• STATED PROBLEM: Transcribe every entry word for word, leaving out all images.
---------- INPUT DATA ----------
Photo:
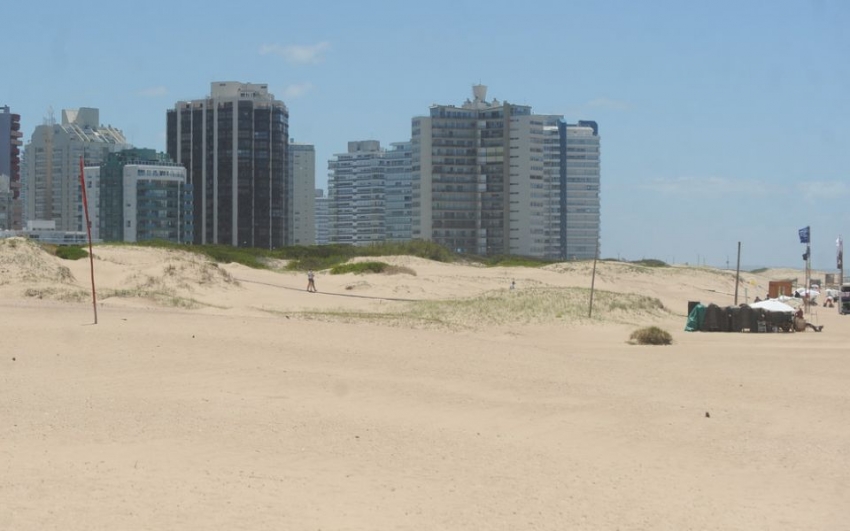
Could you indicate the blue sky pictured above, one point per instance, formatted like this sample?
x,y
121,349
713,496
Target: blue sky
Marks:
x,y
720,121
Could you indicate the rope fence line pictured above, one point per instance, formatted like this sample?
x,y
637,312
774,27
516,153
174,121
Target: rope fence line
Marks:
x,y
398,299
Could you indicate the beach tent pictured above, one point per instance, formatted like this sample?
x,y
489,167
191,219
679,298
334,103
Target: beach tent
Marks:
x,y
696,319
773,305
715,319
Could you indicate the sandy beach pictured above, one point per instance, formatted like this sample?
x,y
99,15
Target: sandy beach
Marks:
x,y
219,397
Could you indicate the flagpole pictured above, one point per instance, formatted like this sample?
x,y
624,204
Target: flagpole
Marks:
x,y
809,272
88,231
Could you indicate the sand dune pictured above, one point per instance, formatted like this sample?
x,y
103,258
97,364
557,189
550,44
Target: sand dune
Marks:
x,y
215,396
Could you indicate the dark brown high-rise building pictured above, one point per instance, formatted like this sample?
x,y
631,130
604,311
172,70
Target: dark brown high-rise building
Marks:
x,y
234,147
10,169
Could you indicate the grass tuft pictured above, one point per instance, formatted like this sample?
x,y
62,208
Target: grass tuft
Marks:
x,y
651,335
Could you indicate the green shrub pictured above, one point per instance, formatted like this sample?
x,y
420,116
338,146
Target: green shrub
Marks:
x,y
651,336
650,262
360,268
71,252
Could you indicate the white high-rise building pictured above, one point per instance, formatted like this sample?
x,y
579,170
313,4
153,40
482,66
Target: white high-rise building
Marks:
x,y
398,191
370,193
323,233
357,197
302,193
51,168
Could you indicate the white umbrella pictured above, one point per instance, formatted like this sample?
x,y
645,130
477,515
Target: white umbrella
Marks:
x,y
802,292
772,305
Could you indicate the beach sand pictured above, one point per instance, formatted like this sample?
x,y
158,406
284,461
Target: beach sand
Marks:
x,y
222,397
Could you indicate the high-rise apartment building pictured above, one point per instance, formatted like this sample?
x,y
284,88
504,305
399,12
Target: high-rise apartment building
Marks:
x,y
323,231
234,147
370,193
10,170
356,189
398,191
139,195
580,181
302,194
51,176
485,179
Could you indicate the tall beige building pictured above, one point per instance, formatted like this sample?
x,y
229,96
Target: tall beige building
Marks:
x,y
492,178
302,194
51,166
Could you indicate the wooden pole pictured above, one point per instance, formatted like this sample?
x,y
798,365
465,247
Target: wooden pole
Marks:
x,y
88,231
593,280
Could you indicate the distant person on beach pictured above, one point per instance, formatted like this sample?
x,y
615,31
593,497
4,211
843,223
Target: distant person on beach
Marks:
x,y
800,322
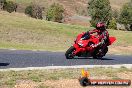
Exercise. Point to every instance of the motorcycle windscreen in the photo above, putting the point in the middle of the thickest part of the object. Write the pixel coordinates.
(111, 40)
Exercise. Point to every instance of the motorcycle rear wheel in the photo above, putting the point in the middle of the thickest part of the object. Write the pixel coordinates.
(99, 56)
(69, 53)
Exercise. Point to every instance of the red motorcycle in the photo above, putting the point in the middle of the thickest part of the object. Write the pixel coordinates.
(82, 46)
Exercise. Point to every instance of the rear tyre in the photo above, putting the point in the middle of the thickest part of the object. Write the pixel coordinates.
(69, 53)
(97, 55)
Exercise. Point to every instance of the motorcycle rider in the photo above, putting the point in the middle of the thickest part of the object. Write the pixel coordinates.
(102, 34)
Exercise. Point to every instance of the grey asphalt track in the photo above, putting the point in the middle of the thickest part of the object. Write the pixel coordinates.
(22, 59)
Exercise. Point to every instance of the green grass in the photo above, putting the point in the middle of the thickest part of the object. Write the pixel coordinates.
----------
• COMPLETE ANSWER:
Photo:
Could you indicate the blue sky pictured above, one point per instance, formatted like this sample?
x,y
121,349
713,496
Target: blue sky
Marks:
x,y
720,121
Could you indicate the rope fence line pictured above, one point per instance, formatted like this sample?
x,y
637,312
774,27
516,153
174,121
Target: rope fence line
Marks:
x,y
398,299
Could you indicate the beach tent pictured above, one point per instance, formatted like this sample?
x,y
489,167
191,219
679,298
334,103
Target: beach tent
Marks:
x,y
696,319
773,305
715,319
Could you indicate the sandy beach pictured above, one point per instance, formatted like this sample?
x,y
99,15
Target: sandy beach
Marks:
x,y
219,397
Could you indicate the flagpole pictured above, one point per instance, formatted like this sample?
x,y
624,204
Target: flagpole
Marks:
x,y
809,272
88,231
Could you indicate the sand dune pictured above, one point per instance, formatted like this sample?
x,y
103,258
97,364
557,189
550,44
Target: sand dune
Marks:
x,y
215,396
Could you indicate the dark brown high-rise building pictured above, one point per instance, formatted like this sample?
x,y
631,130
604,311
172,70
Target: dark brown high-rise building
Marks:
x,y
234,147
10,169
Could you indicate the grass tuft pictured above, one point per instance, formatted like this sample?
x,y
62,208
Target: grass tuft
Marks:
x,y
651,335
Could you indicate the green shrub pictured above, one point per instance, formatted like this sample?
x,y
420,116
338,146
Target: green shrub
Marks:
x,y
651,336
650,262
360,268
71,252
Could you indicate the white high-rise building pictured above, one point per instance, formatted like this sample?
x,y
579,170
313,4
153,40
482,66
Target: white high-rise building
Marks:
x,y
398,191
370,193
323,233
357,197
302,193
51,168
Could you indicate the white umbrella pictured above, one point per instance, formatted like this sample?
x,y
645,130
477,515
Target: white umbrella
Marks:
x,y
802,292
772,305
Could you indicate the beach sand pictured above, one point per instance, formatted like this sample?
x,y
158,406
284,461
Target: beach sand
Marks:
x,y
222,397
Could you indicate the high-rise apartment building pictured above, one point per instance, formatted like this sample?
x,y
284,88
504,305
399,12
Target: high-rise apartment building
Marks:
x,y
323,231
234,147
370,193
10,170
356,189
398,191
139,195
580,181
302,194
51,176
485,179
Could you indicate the tall beige building pictured above, one point per instance, formatted like this sample?
x,y
229,96
Target: tall beige building
Marks:
x,y
492,178
302,194
51,166
Could you indicate the wooden pole pictured above, one point per instance, formatted like this sample?
x,y
798,365
465,247
Target: wooden pole
Marks:
x,y
88,231
593,280
Could you indicate the distant person on beach pictured above, one point per instance, formatted like this sample?
x,y
615,31
593,497
4,211
843,223
Target: distant person on beach
Marks:
x,y
800,322
Exercise. Point to every instance of the motorcycle windscreen in the photo above, putting the point in the middle of the thickest part of the object. Write the pixel coordinates.
(111, 40)
Exercise. Point to every instance of the motorcycle rear wheel in the photo above, putting the point in the middle of the thickest part of the object. Write the pixel coordinates.
(99, 56)
(69, 53)
Exercise. Point to every instance of the red motorcycle in the photo above, putting the point in the middle of the thickest part of the object. Write the pixel coordinates.
(82, 46)
Exercise. Point to every instance of the rear tyre in the photo above, putting the point in the middle of the thickest part of the object. Write the pixel coordinates.
(69, 53)
(97, 55)
Exercise. Point to every instance of the motorcycle rider in the photo above, putting the point in the middle of the thickest part of the object. Write the pixel coordinates.
(102, 34)
Exercise. Point to every instance of the grey asphalt track in the photo above, putting the point in the middle of the thickest part of the object. Write the pixel coordinates.
(22, 59)
Exercise. Point to every instance of the green grass in the photo above, putting the point in the middle of the thickest part of the object. Write the pixel coordinates.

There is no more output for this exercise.